Outline records for named regions:
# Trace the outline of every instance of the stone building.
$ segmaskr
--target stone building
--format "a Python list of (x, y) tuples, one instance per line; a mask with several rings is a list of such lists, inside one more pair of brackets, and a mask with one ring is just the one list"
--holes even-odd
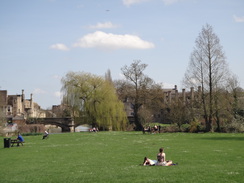
[(27, 118), (44, 118), (45, 111), (30, 99), (25, 98), (24, 90), (21, 94), (8, 95), (7, 90), (0, 90), (0, 114), (14, 122), (25, 121)]

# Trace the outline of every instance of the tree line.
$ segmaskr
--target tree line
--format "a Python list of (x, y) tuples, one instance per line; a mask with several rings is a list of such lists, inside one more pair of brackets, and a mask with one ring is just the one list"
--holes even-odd
[[(166, 102), (162, 84), (145, 75), (147, 64), (135, 60), (121, 68), (125, 79), (112, 80), (85, 72), (69, 72), (62, 78), (62, 104), (77, 124), (89, 123), (104, 130), (125, 130), (125, 103), (133, 113), (130, 125), (142, 130), (157, 121), (174, 123), (179, 129), (190, 124), (192, 131), (244, 131), (244, 90), (228, 68), (223, 48), (212, 26), (203, 26), (195, 41), (182, 85), (198, 88), (190, 102), (174, 97)], [(195, 129), (195, 130), (194, 130)]]

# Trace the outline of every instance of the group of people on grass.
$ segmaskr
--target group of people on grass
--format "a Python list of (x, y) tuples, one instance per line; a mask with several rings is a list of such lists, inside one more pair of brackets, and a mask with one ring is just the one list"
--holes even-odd
[(164, 148), (159, 149), (159, 153), (157, 154), (157, 160), (151, 160), (147, 157), (144, 158), (143, 166), (149, 165), (149, 166), (171, 166), (171, 165), (177, 165), (174, 164), (171, 160), (166, 160), (166, 154), (164, 153)]
[[(48, 131), (45, 131), (42, 139), (47, 138), (48, 135), (49, 135)], [(16, 140), (18, 140), (20, 142), (24, 142), (24, 138), (21, 136), (20, 133), (18, 133), (18, 137)], [(157, 160), (152, 160), (152, 159), (145, 157), (142, 165), (143, 166), (147, 166), (147, 165), (148, 166), (171, 166), (171, 165), (177, 165), (177, 164), (174, 164), (171, 160), (166, 160), (166, 154), (164, 152), (164, 148), (161, 147), (157, 154)]]
[(161, 126), (155, 125), (153, 127), (150, 127), (150, 126), (144, 127), (142, 129), (142, 132), (143, 132), (143, 134), (145, 134), (146, 132), (148, 132), (148, 133), (160, 133), (161, 132)]

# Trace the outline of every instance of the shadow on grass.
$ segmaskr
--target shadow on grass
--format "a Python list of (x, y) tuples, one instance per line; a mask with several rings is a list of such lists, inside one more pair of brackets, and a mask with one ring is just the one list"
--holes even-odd
[(202, 137), (203, 140), (233, 140), (244, 141), (244, 137)]

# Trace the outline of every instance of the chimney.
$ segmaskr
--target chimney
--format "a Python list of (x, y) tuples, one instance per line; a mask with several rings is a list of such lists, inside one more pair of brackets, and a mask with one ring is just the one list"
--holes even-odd
[(25, 94), (24, 94), (24, 90), (22, 89), (22, 96), (21, 96), (21, 100), (22, 100), (22, 102), (24, 102), (24, 100), (25, 100)]
[(186, 93), (185, 93), (186, 89), (182, 89), (182, 98), (183, 98), (183, 103), (186, 102)]
[(171, 91), (168, 91), (168, 100), (169, 100), (169, 104), (171, 104)]

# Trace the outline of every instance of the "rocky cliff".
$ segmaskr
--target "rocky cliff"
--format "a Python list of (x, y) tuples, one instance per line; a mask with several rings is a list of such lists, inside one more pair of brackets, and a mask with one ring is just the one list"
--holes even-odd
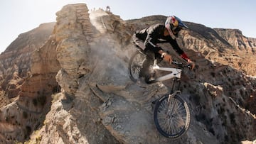
[[(256, 78), (250, 76), (256, 75), (255, 38), (186, 23), (190, 29), (178, 40), (196, 67), (185, 71), (181, 90), (193, 120), (187, 133), (173, 140), (156, 129), (151, 103), (171, 82), (141, 87), (127, 74), (136, 50), (130, 43), (134, 31), (166, 17), (125, 21), (101, 9), (89, 13), (84, 4), (65, 6), (56, 15), (56, 23), (20, 35), (0, 55), (1, 143), (233, 143), (256, 138)], [(162, 45), (173, 53), (169, 46)]]

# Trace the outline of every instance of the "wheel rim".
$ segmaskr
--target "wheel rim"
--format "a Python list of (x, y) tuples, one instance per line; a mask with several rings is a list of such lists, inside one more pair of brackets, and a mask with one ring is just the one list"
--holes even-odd
[(177, 99), (171, 99), (169, 106), (167, 101), (168, 99), (165, 99), (159, 106), (157, 113), (159, 125), (161, 131), (168, 135), (179, 135), (186, 130), (188, 119), (186, 108)]

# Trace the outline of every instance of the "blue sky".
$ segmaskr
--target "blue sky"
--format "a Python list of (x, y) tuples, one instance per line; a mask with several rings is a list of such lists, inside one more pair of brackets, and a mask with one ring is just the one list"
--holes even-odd
[(255, 0), (1, 0), (0, 52), (19, 34), (41, 23), (55, 21), (55, 13), (68, 4), (85, 3), (89, 9), (105, 9), (123, 20), (151, 15), (176, 15), (184, 21), (210, 28), (235, 28), (256, 38)]

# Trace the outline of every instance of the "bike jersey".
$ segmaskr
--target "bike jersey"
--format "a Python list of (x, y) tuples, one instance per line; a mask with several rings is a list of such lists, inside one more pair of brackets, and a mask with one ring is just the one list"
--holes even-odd
[(155, 24), (145, 29), (137, 31), (135, 36), (142, 40), (146, 48), (151, 50), (154, 53), (158, 53), (159, 50), (162, 50), (160, 47), (156, 46), (157, 43), (169, 43), (174, 50), (181, 55), (182, 58), (187, 60), (188, 57), (178, 46), (176, 40), (172, 39), (170, 35), (164, 35), (165, 28), (164, 25)]

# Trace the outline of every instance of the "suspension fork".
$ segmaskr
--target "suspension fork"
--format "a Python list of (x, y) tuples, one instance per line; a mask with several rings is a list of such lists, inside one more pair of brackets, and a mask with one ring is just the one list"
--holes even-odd
[(180, 87), (181, 87), (181, 80), (180, 79), (178, 79), (177, 77), (174, 77), (174, 79), (173, 79), (173, 84), (171, 86), (171, 92), (170, 92), (170, 94), (173, 94), (174, 92), (174, 86), (176, 85), (176, 84), (178, 82), (178, 89), (179, 89)]

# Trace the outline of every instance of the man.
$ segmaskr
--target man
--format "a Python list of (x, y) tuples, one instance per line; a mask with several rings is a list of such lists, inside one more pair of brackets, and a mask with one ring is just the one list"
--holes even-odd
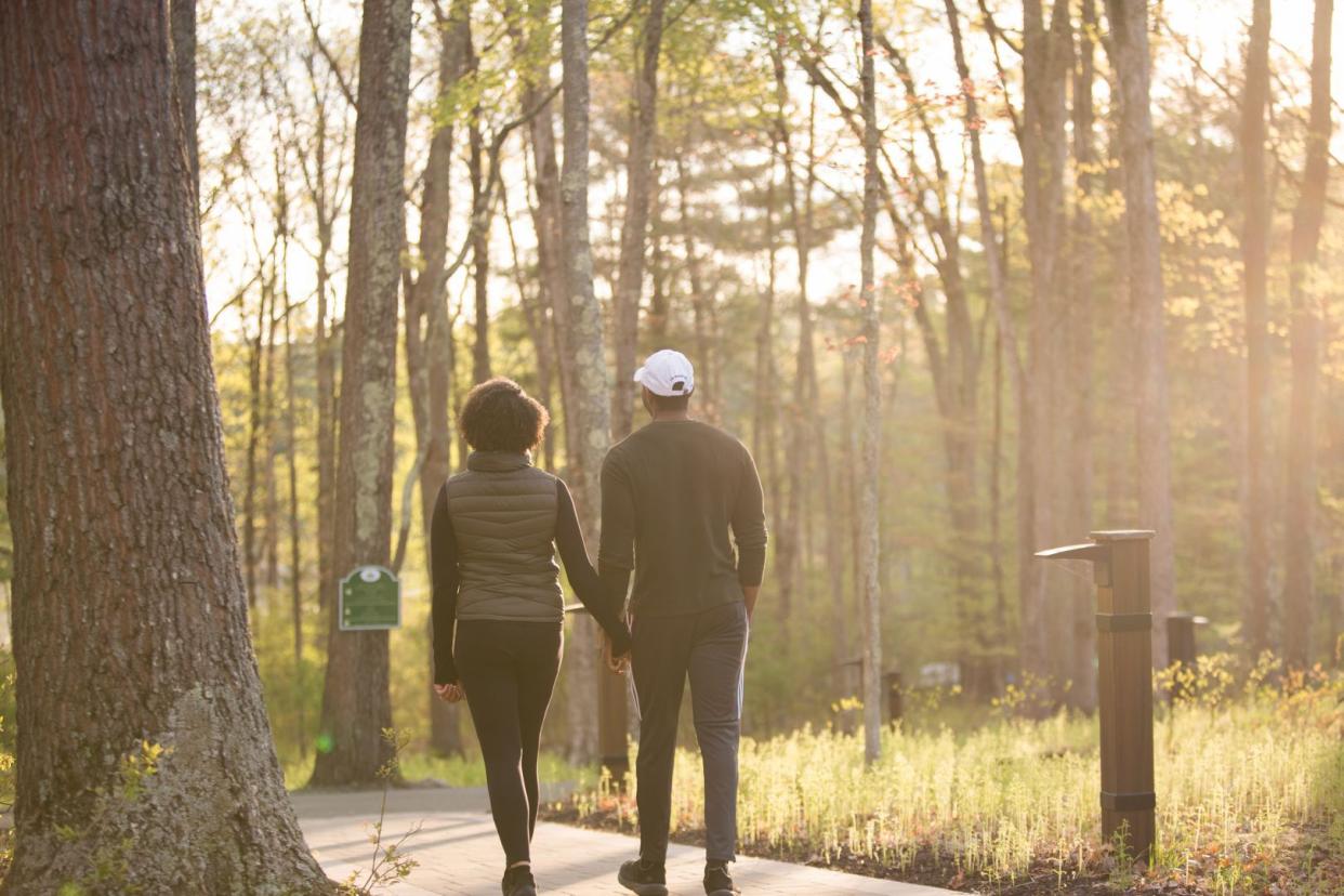
[(742, 672), (765, 570), (761, 478), (741, 442), (691, 419), (695, 371), (684, 355), (655, 352), (634, 382), (653, 420), (602, 463), (598, 552), (612, 592), (624, 598), (634, 571), (640, 858), (621, 865), (618, 880), (640, 896), (668, 892), (672, 759), (689, 676), (704, 758), (704, 892), (737, 896), (728, 864), (737, 846)]

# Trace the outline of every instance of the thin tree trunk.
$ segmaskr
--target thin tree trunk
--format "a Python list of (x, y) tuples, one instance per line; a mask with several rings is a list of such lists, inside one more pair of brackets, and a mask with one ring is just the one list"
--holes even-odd
[[(474, 71), (477, 66), (476, 50), (472, 46), (470, 26), (464, 26), (466, 40), (468, 70)], [(468, 125), (468, 140), (470, 142), (472, 164), (472, 218), (489, 216), (485, 207), (485, 156), (481, 142), (481, 109), (472, 110)], [(476, 341), (472, 343), (472, 382), (484, 383), (491, 379), (491, 234), (489, 226), (476, 227), (472, 232), (472, 285), (476, 296)]]
[[(396, 287), (405, 240), (402, 171), (410, 89), (410, 0), (364, 0), (341, 343), (336, 575), (390, 560), (396, 394)], [(324, 742), (312, 783), (374, 783), (392, 724), (386, 631), (341, 631), (329, 614)]]
[[(1093, 531), (1093, 270), (1097, 263), (1097, 236), (1091, 207), (1095, 192), (1097, 150), (1093, 137), (1093, 81), (1095, 79), (1093, 35), (1097, 34), (1095, 0), (1082, 0), (1082, 28), (1078, 31), (1078, 59), (1074, 67), (1074, 167), (1075, 200), (1070, 271), (1070, 298), (1066, 309), (1066, 357), (1068, 364), (1070, 408), (1064, 445), (1060, 535), (1066, 541)], [(1077, 536), (1074, 535), (1077, 533)], [(1068, 681), (1071, 707), (1091, 712), (1097, 707), (1097, 619), (1093, 584), (1071, 576), (1064, 592), (1068, 627)]]
[[(1120, 86), (1125, 230), (1129, 235), (1130, 296), (1134, 306), (1137, 371), (1138, 513), (1156, 529), (1150, 545), (1153, 618), (1176, 610), (1176, 541), (1172, 514), (1171, 419), (1167, 400), (1167, 298), (1153, 159), (1153, 117), (1148, 105), (1150, 59), (1148, 7), (1106, 0), (1116, 79)], [(1153, 626), (1153, 658), (1165, 665), (1167, 626)]]
[[(612, 441), (612, 399), (606, 380), (602, 309), (593, 293), (589, 246), (589, 81), (587, 0), (563, 0), (560, 59), (564, 77), (564, 167), (560, 175), (560, 257), (564, 259), (567, 324), (564, 353), (574, 364), (574, 443), (570, 473), (579, 521), (587, 541), (598, 544), (599, 467)], [(597, 756), (597, 631), (591, 619), (575, 619), (570, 690), (570, 754)]]
[(1302, 192), (1293, 210), (1289, 296), (1293, 360), (1288, 411), (1288, 478), (1284, 489), (1284, 660), (1304, 669), (1314, 653), (1316, 404), (1321, 377), (1324, 300), (1312, 283), (1317, 265), (1331, 144), (1331, 21), (1333, 0), (1316, 0), (1312, 26), (1312, 110)]
[[(263, 262), (265, 263), (265, 262)], [(257, 610), (257, 453), (261, 450), (262, 416), (262, 340), (266, 336), (266, 308), (270, 290), (262, 286), (257, 308), (257, 339), (247, 359), (247, 459), (243, 467), (243, 583), (247, 587), (247, 606)]]
[[(634, 81), (634, 116), (626, 150), (625, 219), (616, 281), (616, 388), (612, 435), (622, 439), (634, 426), (634, 355), (638, 351), (640, 294), (644, 292), (644, 236), (649, 220), (657, 138), (659, 56), (665, 0), (649, 0), (644, 19), (640, 74)], [(700, 359), (704, 364), (707, 359)]]
[(1038, 548), (1079, 533), (1062, 532), (1060, 494), (1055, 477), (1063, 462), (1058, 426), (1063, 365), (1063, 328), (1055, 321), (1066, 267), (1064, 235), (1064, 94), (1068, 79), (1068, 4), (1056, 0), (1047, 27), (1042, 0), (1023, 3), (1023, 215), (1031, 258), (1031, 309), (1025, 377), (1019, 398), (1019, 587), (1021, 591), (1021, 660), (1038, 684), (1063, 696), (1071, 607), (1064, 604), (1067, 574), (1034, 559)]
[(859, 492), (859, 570), (863, 606), (863, 755), (868, 763), (882, 755), (882, 564), (878, 477), (882, 447), (882, 367), (879, 360), (878, 283), (872, 253), (878, 239), (878, 107), (872, 66), (872, 0), (859, 3), (863, 39), (863, 234), (859, 243), (863, 305), (863, 478)]
[(0, 4), (8, 895), (335, 891), (249, 641), (168, 34), (161, 3)]
[(1242, 95), (1242, 267), (1246, 298), (1246, 602), (1242, 638), (1259, 657), (1269, 641), (1269, 184), (1265, 179), (1265, 113), (1269, 106), (1270, 0), (1253, 0)]
[[(708, 289), (700, 267), (700, 253), (695, 243), (695, 224), (691, 220), (691, 179), (681, 156), (676, 157), (677, 212), (681, 216), (681, 246), (685, 251), (687, 285), (691, 289), (692, 332), (695, 333), (696, 376), (695, 398), (706, 418), (718, 419), (718, 384), (714, 369), (714, 337), (711, 317), (714, 314), (714, 290)], [(780, 611), (789, 613), (788, 603), (781, 600)]]
[[(448, 94), (461, 77), (468, 52), (468, 8), (453, 4), (446, 21), (438, 21), (438, 93)], [(415, 422), (419, 470), (421, 524), (425, 533), (425, 568), (431, 566), (430, 523), (438, 489), (452, 472), (453, 438), (449, 426), (449, 382), (454, 356), (448, 320), (445, 270), (448, 226), (452, 211), (453, 125), (445, 124), (430, 138), (425, 161), (425, 193), (421, 200), (419, 258), (422, 269), (406, 289), (406, 379)], [(427, 631), (426, 637), (433, 633)], [(433, 664), (433, 660), (431, 660)], [(433, 669), (430, 669), (433, 676)], [(430, 677), (427, 681), (433, 681)], [(437, 755), (461, 755), (462, 740), (457, 707), (425, 688), (430, 716), (430, 750)]]

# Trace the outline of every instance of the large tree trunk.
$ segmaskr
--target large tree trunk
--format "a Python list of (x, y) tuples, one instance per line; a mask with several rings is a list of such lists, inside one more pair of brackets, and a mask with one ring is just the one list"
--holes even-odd
[[(396, 402), (396, 287), (406, 220), (402, 165), (410, 79), (410, 0), (364, 0), (341, 343), (333, 567), (387, 566)], [(317, 786), (374, 783), (390, 755), (387, 633), (341, 631), (329, 614)]]
[(1129, 289), (1134, 306), (1134, 367), (1138, 394), (1138, 514), (1157, 531), (1150, 547), (1153, 658), (1167, 662), (1165, 618), (1176, 610), (1176, 541), (1172, 517), (1171, 419), (1167, 402), (1167, 297), (1153, 159), (1153, 116), (1148, 105), (1148, 5), (1106, 0), (1111, 62), (1120, 86), (1125, 231)]
[(859, 3), (863, 39), (863, 234), (859, 243), (863, 305), (863, 481), (859, 493), (859, 572), (863, 595), (863, 755), (874, 763), (882, 755), (882, 615), (879, 571), (878, 477), (882, 449), (882, 363), (878, 356), (880, 326), (878, 283), (872, 253), (878, 242), (878, 101), (874, 77), (872, 0)]
[[(625, 219), (616, 281), (616, 388), (612, 435), (622, 439), (634, 426), (634, 355), (640, 336), (640, 294), (644, 292), (644, 235), (649, 222), (649, 192), (657, 137), (659, 55), (663, 48), (665, 0), (649, 0), (644, 19), (642, 64), (634, 81), (634, 121), (626, 152)], [(707, 359), (699, 359), (702, 365)]]
[[(439, 21), (438, 93), (452, 90), (465, 58), (465, 3), (456, 3), (448, 21)], [(426, 570), (430, 568), (430, 521), (438, 489), (452, 472), (453, 437), (448, 402), (453, 365), (453, 333), (448, 317), (445, 270), (448, 224), (452, 211), (453, 125), (445, 124), (430, 140), (421, 201), (419, 274), (406, 290), (406, 375), (415, 420), (415, 447), (425, 459), (419, 470), (421, 521)], [(429, 633), (431, 634), (431, 631)], [(433, 664), (433, 660), (431, 660)], [(433, 669), (430, 669), (433, 676)], [(429, 678), (433, 681), (433, 678)], [(462, 752), (457, 707), (425, 688), (430, 715), (430, 750), (438, 755)]]
[[(612, 399), (606, 380), (602, 308), (593, 294), (593, 250), (589, 244), (589, 82), (587, 0), (564, 0), (560, 15), (560, 59), (564, 69), (564, 167), (560, 175), (560, 257), (564, 259), (564, 304), (569, 326), (564, 355), (574, 365), (574, 442), (570, 477), (579, 521), (590, 545), (598, 543), (599, 469), (612, 441)], [(570, 754), (597, 756), (597, 631), (591, 619), (575, 619), (570, 646)]]
[(165, 16), (0, 5), (7, 893), (333, 889), (285, 795), (247, 637)]
[(1331, 144), (1331, 20), (1335, 0), (1316, 0), (1312, 26), (1312, 111), (1302, 192), (1293, 210), (1289, 294), (1293, 388), (1288, 411), (1288, 480), (1284, 489), (1284, 660), (1312, 662), (1316, 572), (1316, 402), (1321, 377), (1324, 304), (1312, 283), (1325, 216)]
[(181, 114), (183, 145), (191, 168), (191, 195), (199, 201), (200, 157), (196, 152), (196, 0), (169, 0), (172, 77)]
[(1270, 0), (1254, 0), (1242, 94), (1242, 267), (1246, 297), (1246, 602), (1242, 638), (1251, 657), (1269, 647), (1269, 184), (1265, 111), (1269, 105)]

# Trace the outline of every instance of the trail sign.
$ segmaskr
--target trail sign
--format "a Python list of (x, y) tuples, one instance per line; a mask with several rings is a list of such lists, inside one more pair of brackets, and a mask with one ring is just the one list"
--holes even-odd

### Exercise prompt:
Copy out the lines of the records precisely as they appear, starting with the line that contains "# Trace the outline of every instance of the shadow" and going on through the line that contains "104), (171, 104)]", with both of those lines included.

### Response to this exercise:
# Trace the outline of every instance of the shadow on grass.
$ segmaskr
--target shadow on grass
--format "a Python list of (x, y) tuples, one instance per line; a mask with several rings is a list of such lists, inside one more pair of brackets, and a mask with one ring is just the one list"
--holes even-odd
[(202, 137), (203, 140), (233, 140), (244, 141), (244, 137)]

# Trace the outline of every instance of the chimney.
$ segmaskr
--target chimney
--format "a Python list of (x, y) tuples, one instance per line; a mask with several rings is a list of such lists, inside one more pair of brackets, and a mask with one ring is just the one list"
--holes even-odd
[(25, 94), (24, 94), (24, 90), (22, 89), (22, 96), (21, 96), (21, 100), (22, 100), (22, 102), (24, 102), (24, 100), (25, 100)]
[(186, 93), (185, 93), (186, 89), (182, 89), (182, 98), (183, 98), (183, 103), (186, 102)]
[(171, 91), (168, 91), (168, 100), (169, 100), (169, 104), (171, 104)]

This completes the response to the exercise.